PROMPT A:
According to the patent text on CO₂ absorbing agents, which process is rated the most practical for separating CO₂ from the flue gas of fossil fuel-fired power plants?
PROMPT B:
Carry on the patent text on CO₂ absorbing agents from the point where it stops.

PASSAGE PROVIDED:

..........

FIELD OF THE INVENTION

This present invention relates generally to a carbon dioxide (CO2) absorbing agent, CO2 capture system and method of slowing down the oxidative degradation of the CO2 absorbing agent; more specifically, the present invention uses additives of inorganic salts as oxygen inhibitors so as to decrease the dissolved oxygen value (DO value) of the absorbing agent so as to slow down the oxidative degradation thereof.

BACKGROUND OF THE INVENTION

Massive amounts of greenhouse gas, such as of CO₂, CH₄, N₂O and SF₆, are released into the atmosphere since the start of the first industrial revolution, causing the greenhouse effect. Among the said greenhouse gasses, the one with the most impact is CO₂ (Haszeldine, 2009; IEA, 2012). According to the study, the concentration of CO₂ in the atmosphere has increased from 280 ppm to 398 ppm since the first industrial revolution and the concentration is still growing at a rate of about 2 ppm every year (IPCC, 2007; NOAA, 2013). An organization called the Intergovernmental Panel on Climate Change (IPCC) pointed out that in order to effectively control the global average rising temperature problem, CO₂ emissions must be strictly controlled. Moreover, nowadays, fossil fuel provides more than 85% of the world's electricity, and has also become one of the major sources of CO₂ emissions, wherein 43% of the total emission are coming from fossil fuel-fired power plants. Therefore it is imperative to capture CO₂ from the major sources to cope with the global demand of carbon reduction (IEA, 2012; Mudhasakul et al, 2013).

Additionally, a technology called Post-Combustion Carbon Dioxide Capture (PCCC) is now being widely applied to capture CO₂ in the flue gas released from fossil fuel-fired power plants in order to decrease the CO₂ released into the atmosphere, where the PCCC technologies include chemical absorption, adsorption, cryogenic or membrane.

Among the said processes, chemical absorption is now rated as the most practical process in separating CO₂ from the flue gas released from fossil fuel-fired power plants (Rochelle, 2009) because of the high absorption efficiency. However, in the chemical absorption process, there are a couple of persistent and unsolved problems such as the equipment size, absorbing agent degradation and energy consumption.

In the chemical absorption process, an amine-group absorption agent such as monoethanolamine (MEA), methyldiethanolamine (MDEA) and diethylenetriamine (DETA) are usually utilized. The solvent that mixed with absorption agent can be water, diethyleneglycol or the mixture thereof. In the existing research, the reaction rate and loading capacity of the CO₂ of DETA is higher than MEA, but the vapor pressure is lower than MEA. Accordingly, the mixture of DETA and piperazine (PZ) has a higher CO₂ absorption performance than the mixture of MEA and PZ, resulting in a lower absorbing agent loss during the absorption and regeneration process.

..........

THE DATA:
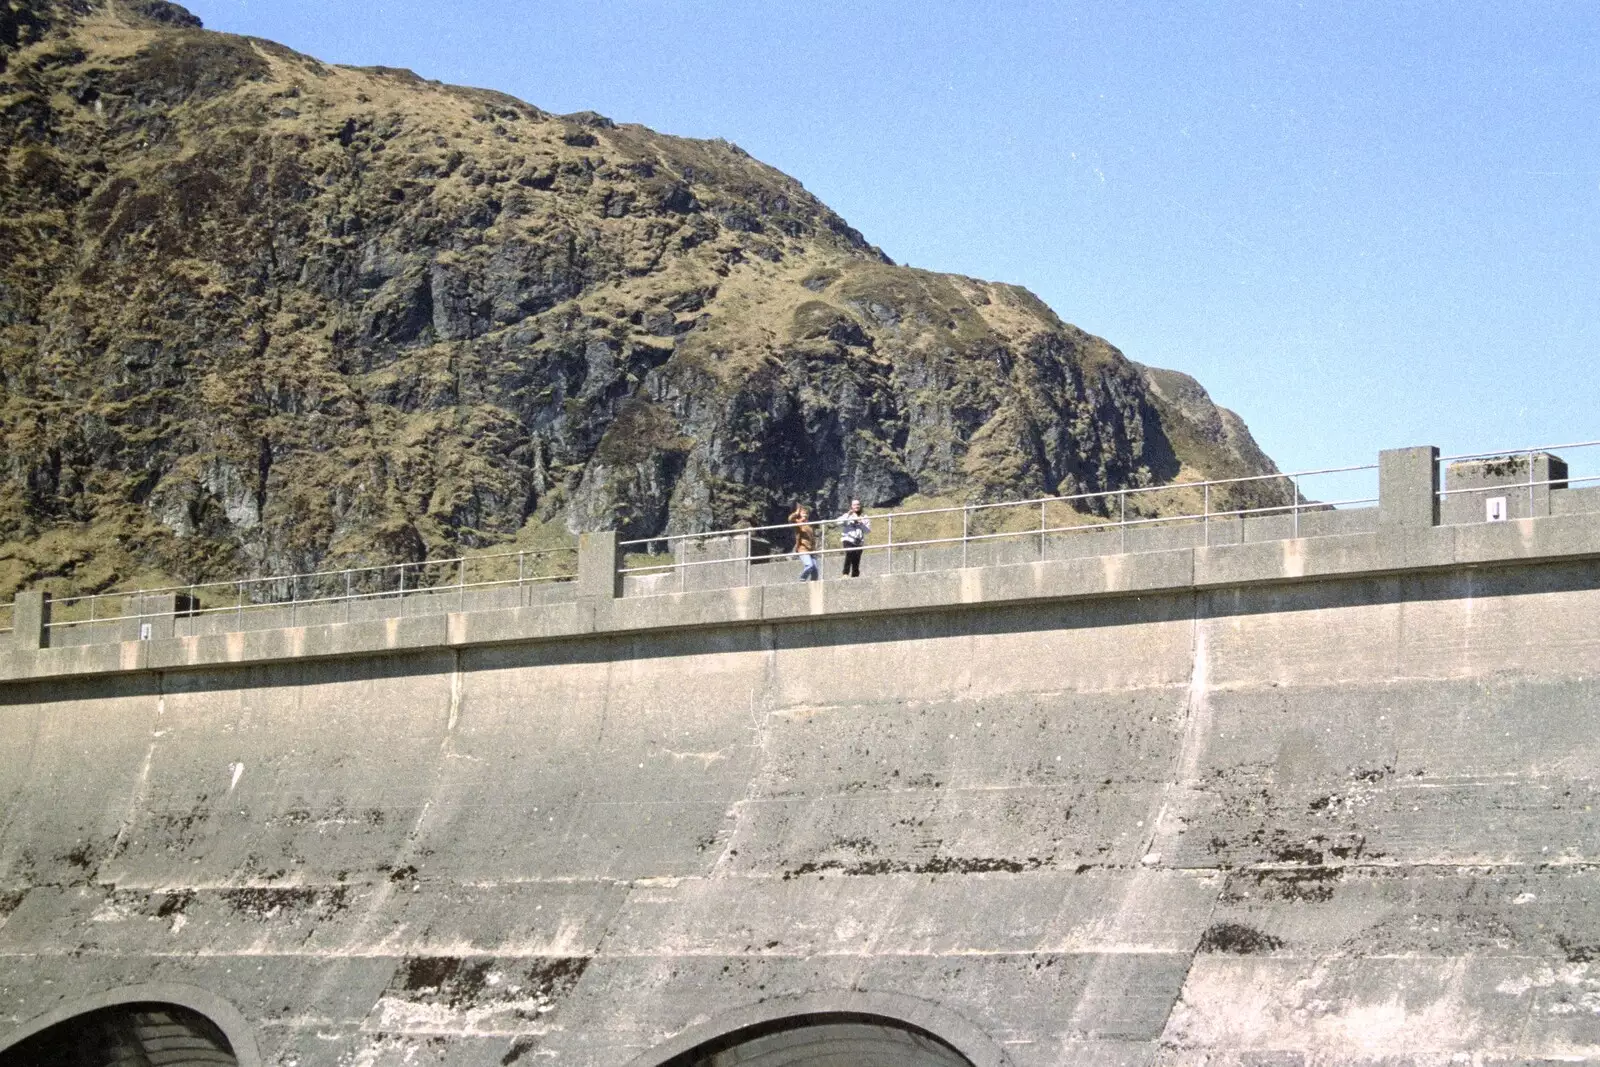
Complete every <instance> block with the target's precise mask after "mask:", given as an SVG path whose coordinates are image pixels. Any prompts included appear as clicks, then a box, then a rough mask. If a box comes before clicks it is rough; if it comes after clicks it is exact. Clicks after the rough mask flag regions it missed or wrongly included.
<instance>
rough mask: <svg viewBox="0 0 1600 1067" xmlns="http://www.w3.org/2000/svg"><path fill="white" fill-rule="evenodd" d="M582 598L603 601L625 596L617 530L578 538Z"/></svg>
mask: <svg viewBox="0 0 1600 1067" xmlns="http://www.w3.org/2000/svg"><path fill="white" fill-rule="evenodd" d="M578 595H579V597H597V598H600V600H614V598H618V597H621V595H622V545H621V542H619V541H618V536H616V531H614V530H603V531H600V533H589V534H578Z"/></svg>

..........

WRITTEN ANSWER A:
Chemical absorption.

WRITTEN ANSWER B:
Most of the gas released from fossil fuel-fired power plants (hereinafter called gas under treatment) comprises the impurities of, for example, fly ash (1000-10000 mg/m³), SOx (300-3000 ppm), NOx (100-1000 ppm) and oxygen (5-10%) (Chakravarti et al., 2001). The said impurities are very likely to react with an amine-group by irreversible reactions (Freeman et al., 2010; Dumee et al., 2012; Voice et al., 2013). Meanwhile, the absorbing agent of the amine-group is decomposed and degraded in the said reactions. For example, for each ton of CO₂ captured, 1.6 to 3.1 kg of MEA is consumed as an absorbing agent during the process (Arnold et al., 1982; Veltman et al., 2010). Furthermore, since MEA costs about USD$ 1800/ton, it costs about USD$ 2.3 million dollars for a power plant releasing a million tons of CO2 per year (Dumee et al., 2012). In addition, the cost of the MEA accounts for almost 10% of the total operation cost of the CO₂ capture process (Wang et al., 2012). Therefore, it is of high priority to find a way to avoid or slow down the degradation of the CO₂ absorbing agent.

Furthermore, it is known that oxygen is the impurity that most likely reacts with the CO₂ absorbing agent which causes oxidative degradation of the CO₂ absorbing agent. The amount of dissolved oxygen presenting in the CO₂ absorbing agent is proportional to the degradation amount of the absorbing agent.

Nowadays, sodium sulfite (Na₂SO₃) is mostly used in the industry as an oxygen inhibitor for slowing down the oxidative degradation. In practice, the Na₂SO₃ reacts with oxygen to form the sodium sulfate that consumes the oxygen. Apart from Na₂SO₃, there are various types of oxygen inhibitors that can be used for CO₂ capture, for example, as disclosed in the US patent publication number 2008096047.

SUMMARY OF THE INVENTION

The use of an oxygen inhibitor increases the operating cost of the chemical absorption process. It is known that Na₂SO₃ is widely used in the industry as an oxygen inhibitor. However, refilling it and cleaning the resultant (sodium sulfate) are problems that exist. The present invention is different from the prior art in that the present invention decreases the DO value of the CO₂ absorbing agent by adding an inorganic salt compound therein as an oxygen inhibitor. While it is a physical means, there is no need for constant refilling and cleaning the resultant (sodium sulfate).

However, while the solubility of oxygen is decreased by addition of various types of inorganic salts, the solubility of CO₂ of the absorbing agent also decreases at the same time which decreases the CO₂ capture ability thereof for a certain amount. After a massive amount of experiments, the applicant discovered that using potassium chloride (KCl) as an oxygen inhibitor decreases the dissolved oxygen without sacrificing the CO₂ capture ability of the CO₂ absorbing agent.

In summary, one of the main aspects of the present invention is to provide a novel CO₂ absorbing agent that has a low oxidative degradation rate and a method of slowing down the degradation of the CO₂ absorbing agent caused by oxygen. More specifically, by mixing a unique oxygen inhibitor into the CO₂ absorbing agent, the oxidative degradation rate thereof may be slowed by decreasing the DO value of the absorbing agent. Furthermore, another aspect of the present invention is to provide a CO₂ capture system that applies the said absorbing agent and the method thereof.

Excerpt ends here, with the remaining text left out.